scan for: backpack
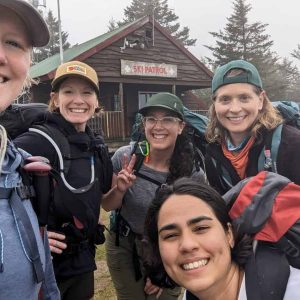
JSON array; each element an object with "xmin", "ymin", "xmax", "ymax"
[
  {"xmin": 258, "ymin": 100, "xmax": 300, "ymax": 172},
  {"xmin": 223, "ymin": 171, "xmax": 300, "ymax": 300},
  {"xmin": 0, "ymin": 104, "xmax": 78, "ymax": 183},
  {"xmin": 0, "ymin": 103, "xmax": 48, "ymax": 139},
  {"xmin": 130, "ymin": 107, "xmax": 209, "ymax": 180},
  {"xmin": 0, "ymin": 103, "xmax": 112, "ymax": 240},
  {"xmin": 0, "ymin": 103, "xmax": 112, "ymax": 191}
]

=======

**THE PROBLEM**
The listing above is to be set down word for word, without its images.

**TASK RESULT**
scan for: backpack
JSON array; each element an object with "xmin", "ymin", "xmax", "ymax"
[
  {"xmin": 258, "ymin": 100, "xmax": 300, "ymax": 172},
  {"xmin": 223, "ymin": 171, "xmax": 300, "ymax": 300},
  {"xmin": 0, "ymin": 104, "xmax": 78, "ymax": 183},
  {"xmin": 0, "ymin": 103, "xmax": 48, "ymax": 139},
  {"xmin": 130, "ymin": 107, "xmax": 209, "ymax": 180},
  {"xmin": 0, "ymin": 103, "xmax": 112, "ymax": 240},
  {"xmin": 0, "ymin": 103, "xmax": 112, "ymax": 191}
]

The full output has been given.